Exercise description: Extend the piece on speeding up browser page loading through about:config settings, picking up after its final sentence.

1.Type about:config into the address bar and hit return. Scroll down and look for the following entries:


Normally the browser will make one request to a web page at a time. When you enable pipelining it will make several at once, which really speeds up page loading.

2. Alter the entries as follows:

Set network.http.pipelining to true

Set network.http.proxy.pipelining to true

Set network.http.pipelining.maxrequests to some number like 30. This means it will make 30 requests at once.

3. Lastly right-click anywhere and select New-> Integer. Name it nglayout.initialpaint.delay and set its value to 0 (zero). This value is the amount of time the browser waits before it acts on information it recieves.

If you're using a broadband connection you'll load pages MUCH faster now!

You have to close your browser after you make the changes. When you start it back up they will be in effect.
This is old and I wouldn’t recommend doing it. The reason behind this is because for every "request made" you use up server child processes. When a client (you) uses to many child processes or opens to many connections (ports) with the server certain IDS (Intrusion Detection Systems) and other packet filtering firewalls and security software recognize this as a possible threat or DoS attack (Denial Of Service). This may result in your IP being temporarily blocked from some servers (not allowing the page to load correctly/at all) and the alerting of web administrators to false events when your IP is flagged.

Recorded information:
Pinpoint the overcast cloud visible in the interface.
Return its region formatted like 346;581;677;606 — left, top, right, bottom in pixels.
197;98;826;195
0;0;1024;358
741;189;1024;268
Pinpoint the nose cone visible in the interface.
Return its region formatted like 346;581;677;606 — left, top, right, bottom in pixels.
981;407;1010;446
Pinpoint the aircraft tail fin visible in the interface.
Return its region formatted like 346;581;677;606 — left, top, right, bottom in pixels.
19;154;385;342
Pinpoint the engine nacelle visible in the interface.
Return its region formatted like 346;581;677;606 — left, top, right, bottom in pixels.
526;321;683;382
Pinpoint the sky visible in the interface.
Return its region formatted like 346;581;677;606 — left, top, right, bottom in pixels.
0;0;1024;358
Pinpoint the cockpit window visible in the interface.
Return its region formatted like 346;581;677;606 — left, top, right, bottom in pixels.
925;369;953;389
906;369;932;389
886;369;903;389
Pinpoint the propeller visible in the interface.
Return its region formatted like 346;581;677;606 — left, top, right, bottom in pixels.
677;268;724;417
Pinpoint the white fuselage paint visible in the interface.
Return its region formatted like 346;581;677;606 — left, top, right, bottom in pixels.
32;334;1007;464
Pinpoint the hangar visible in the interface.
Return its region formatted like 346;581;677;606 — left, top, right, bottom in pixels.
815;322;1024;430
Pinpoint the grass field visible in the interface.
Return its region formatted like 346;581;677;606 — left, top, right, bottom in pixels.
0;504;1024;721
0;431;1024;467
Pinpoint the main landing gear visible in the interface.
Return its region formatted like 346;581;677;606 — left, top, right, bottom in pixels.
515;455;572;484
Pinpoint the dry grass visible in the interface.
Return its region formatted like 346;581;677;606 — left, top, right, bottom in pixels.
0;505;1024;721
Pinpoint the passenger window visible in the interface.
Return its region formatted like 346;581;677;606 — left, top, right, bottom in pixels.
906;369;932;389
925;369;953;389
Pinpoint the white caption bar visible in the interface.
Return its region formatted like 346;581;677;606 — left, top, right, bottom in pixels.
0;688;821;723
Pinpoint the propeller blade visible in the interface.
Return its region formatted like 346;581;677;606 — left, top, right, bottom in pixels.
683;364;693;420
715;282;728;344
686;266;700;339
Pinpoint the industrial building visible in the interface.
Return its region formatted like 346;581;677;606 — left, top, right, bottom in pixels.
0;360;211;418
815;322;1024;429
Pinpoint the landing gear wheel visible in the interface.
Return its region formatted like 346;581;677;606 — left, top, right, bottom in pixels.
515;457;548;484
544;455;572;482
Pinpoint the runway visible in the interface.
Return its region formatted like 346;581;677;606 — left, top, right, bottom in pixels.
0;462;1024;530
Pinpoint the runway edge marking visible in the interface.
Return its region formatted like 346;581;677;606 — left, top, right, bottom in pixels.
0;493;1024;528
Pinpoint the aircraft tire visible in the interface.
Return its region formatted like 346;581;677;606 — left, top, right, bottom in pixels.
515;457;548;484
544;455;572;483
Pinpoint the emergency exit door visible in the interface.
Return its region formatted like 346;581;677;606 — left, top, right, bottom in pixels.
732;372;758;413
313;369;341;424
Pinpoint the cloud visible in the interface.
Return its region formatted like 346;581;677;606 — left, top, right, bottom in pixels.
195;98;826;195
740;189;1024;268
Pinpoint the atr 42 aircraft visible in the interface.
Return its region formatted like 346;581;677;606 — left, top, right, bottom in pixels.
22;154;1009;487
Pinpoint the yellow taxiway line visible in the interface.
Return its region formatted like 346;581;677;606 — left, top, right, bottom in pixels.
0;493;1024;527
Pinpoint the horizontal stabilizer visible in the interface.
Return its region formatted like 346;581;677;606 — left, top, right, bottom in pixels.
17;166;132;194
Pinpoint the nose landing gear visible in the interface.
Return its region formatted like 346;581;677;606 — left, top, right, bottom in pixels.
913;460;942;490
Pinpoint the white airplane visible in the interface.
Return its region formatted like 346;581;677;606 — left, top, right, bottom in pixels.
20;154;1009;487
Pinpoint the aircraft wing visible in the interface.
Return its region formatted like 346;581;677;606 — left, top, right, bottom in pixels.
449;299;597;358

Result for this task:
Basically if i understand him. You will be opening to many connections at one time, this could possibly lead to the isp temporarily taking away your internet because you might be trying to get free service or having many pages blocked by a firewall because too many are opening at once, and it views it as a threat.
The Flaw:

To sum it up in n00b friendly bite size portions a server can only handle so many connections (depending on the server this limit can be as low as 1,000 connections or as high has 40,000 +). Thus when all these connections are used up the service becomes unavailable to any additional users trying to connect and they may receive one of many errors (common ones you may have seen like page not available, page cannot be found, page cannot be displayed, not found, a connection with the server could not be established, etc..).

The Response:

Sooo now that we know that an attacker with the right tools (and I have wrote some of these too hehe) can bring down a server with mass connections what do clever (and not as many that should) ISP/Server Administrators do to guard against this? The answer is to limit the "requests" per IP address/user. Sooooo when you come along with your web browser that opens 40 connections to a server in rapid succession your IP is "flagged" or marked as suspicious. Then depending on the measures put in place by the technicians your IP may be blocked for a certain amount of time, the connections may be dropped, and an administrator may be notified of the suspicious event (or all the above); this can cause the web page not to display or display half ass.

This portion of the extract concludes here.